Given exercise —
Rescale the records from the line with "Drop a pin on the engine nacelle, one" through the end of the records. Write out only those lines again, requests included and pictures omitted, multiplying each answer coordinate by 0.4 and rounding to whole numbers with halves rounded up, while leaving the numbers in the requests and their format samples unchanged.

Data supplied —
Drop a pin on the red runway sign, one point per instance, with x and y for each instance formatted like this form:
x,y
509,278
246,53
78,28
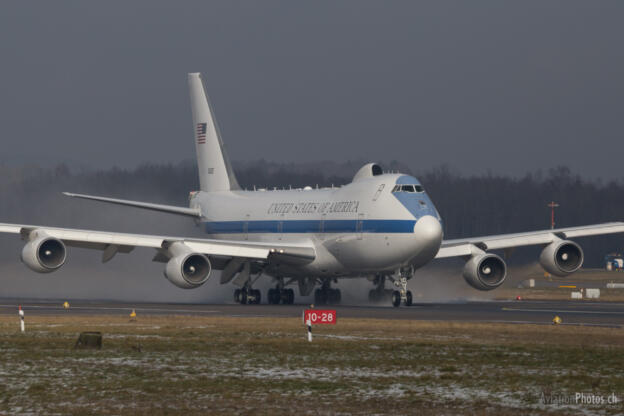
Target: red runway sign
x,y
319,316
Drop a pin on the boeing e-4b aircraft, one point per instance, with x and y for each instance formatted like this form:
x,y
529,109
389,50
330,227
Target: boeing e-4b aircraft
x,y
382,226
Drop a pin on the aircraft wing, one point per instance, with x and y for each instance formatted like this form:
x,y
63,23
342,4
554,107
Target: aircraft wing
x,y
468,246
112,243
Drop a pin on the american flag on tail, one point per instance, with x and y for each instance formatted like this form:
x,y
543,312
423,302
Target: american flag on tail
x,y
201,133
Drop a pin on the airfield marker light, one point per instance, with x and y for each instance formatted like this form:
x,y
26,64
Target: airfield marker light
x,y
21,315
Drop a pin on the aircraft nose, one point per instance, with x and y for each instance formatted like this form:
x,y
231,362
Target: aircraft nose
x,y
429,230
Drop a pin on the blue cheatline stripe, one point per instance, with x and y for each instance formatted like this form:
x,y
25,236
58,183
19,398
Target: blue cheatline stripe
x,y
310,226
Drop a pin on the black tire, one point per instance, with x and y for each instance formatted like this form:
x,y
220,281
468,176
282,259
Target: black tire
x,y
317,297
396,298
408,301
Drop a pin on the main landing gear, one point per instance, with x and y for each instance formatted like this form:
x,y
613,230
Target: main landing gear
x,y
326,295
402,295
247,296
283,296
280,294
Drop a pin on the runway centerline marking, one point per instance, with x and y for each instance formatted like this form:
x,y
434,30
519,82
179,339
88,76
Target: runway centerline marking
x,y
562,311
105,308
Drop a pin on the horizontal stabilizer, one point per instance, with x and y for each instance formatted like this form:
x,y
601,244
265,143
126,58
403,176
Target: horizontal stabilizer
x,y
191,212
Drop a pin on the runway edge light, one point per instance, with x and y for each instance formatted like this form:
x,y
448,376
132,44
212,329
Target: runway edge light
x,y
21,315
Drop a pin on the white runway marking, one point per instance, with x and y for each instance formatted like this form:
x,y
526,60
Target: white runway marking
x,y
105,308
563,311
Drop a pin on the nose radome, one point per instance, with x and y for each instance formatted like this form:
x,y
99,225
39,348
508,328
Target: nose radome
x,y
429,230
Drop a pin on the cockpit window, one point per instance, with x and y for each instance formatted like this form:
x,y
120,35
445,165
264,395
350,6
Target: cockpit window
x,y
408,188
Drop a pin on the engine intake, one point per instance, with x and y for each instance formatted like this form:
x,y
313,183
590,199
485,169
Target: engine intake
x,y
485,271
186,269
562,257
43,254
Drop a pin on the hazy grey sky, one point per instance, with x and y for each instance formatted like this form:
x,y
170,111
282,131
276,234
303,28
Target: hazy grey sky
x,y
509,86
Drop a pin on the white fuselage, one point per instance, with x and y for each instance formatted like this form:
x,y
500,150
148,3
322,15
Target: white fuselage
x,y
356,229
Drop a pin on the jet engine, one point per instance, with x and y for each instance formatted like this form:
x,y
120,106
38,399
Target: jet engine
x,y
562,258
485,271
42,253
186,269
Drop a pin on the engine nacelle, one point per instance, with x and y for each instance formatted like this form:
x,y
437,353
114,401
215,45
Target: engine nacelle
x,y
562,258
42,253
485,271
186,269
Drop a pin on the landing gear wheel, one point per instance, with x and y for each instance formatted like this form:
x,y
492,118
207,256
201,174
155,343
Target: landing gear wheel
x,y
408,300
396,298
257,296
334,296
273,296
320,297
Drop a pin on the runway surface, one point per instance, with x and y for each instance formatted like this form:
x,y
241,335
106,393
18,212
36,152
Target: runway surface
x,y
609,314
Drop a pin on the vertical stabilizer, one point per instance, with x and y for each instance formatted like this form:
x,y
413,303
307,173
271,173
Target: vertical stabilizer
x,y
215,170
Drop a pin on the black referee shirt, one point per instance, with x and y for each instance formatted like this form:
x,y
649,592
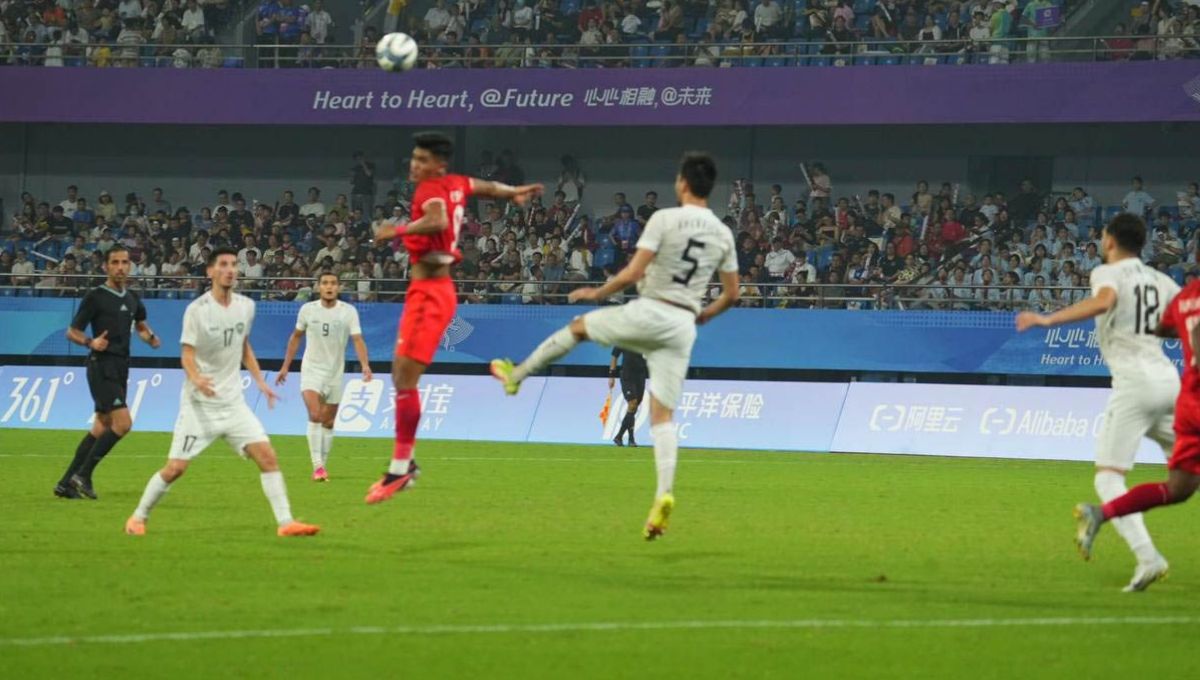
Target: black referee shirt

Finished exercise —
Drop a pin on the engine nacelle, one point per instance, with x and y for each instance formatted like this form:
x,y
437,353
114,401
215,45
Target: engine nacelle
x,y
225,103
17,101
194,108
74,108
Drop a pin on the landing gear wheel, one point per instance, with x and y for each instance formatted like this form:
x,y
492,118
207,256
201,174
155,343
Target: landing gear wheel
x,y
163,120
158,119
103,118
134,118
109,118
128,119
Drop a pin on the runway surface, one point per instance, with x and y for each instance formatted like this form:
x,y
241,335
106,393
18,212
36,152
Target: runway surface
x,y
244,126
Drop a pin on the vertical stabilizer, one point per instance, with x and y for each instance formatted like this form:
x,y
413,303
307,173
271,173
Target: vertical stabilizer
x,y
86,68
Drop a pin on the black referee shirt, one point per instance, with x and y for each instance formatted like this form:
x,y
649,592
Target: black referee shirt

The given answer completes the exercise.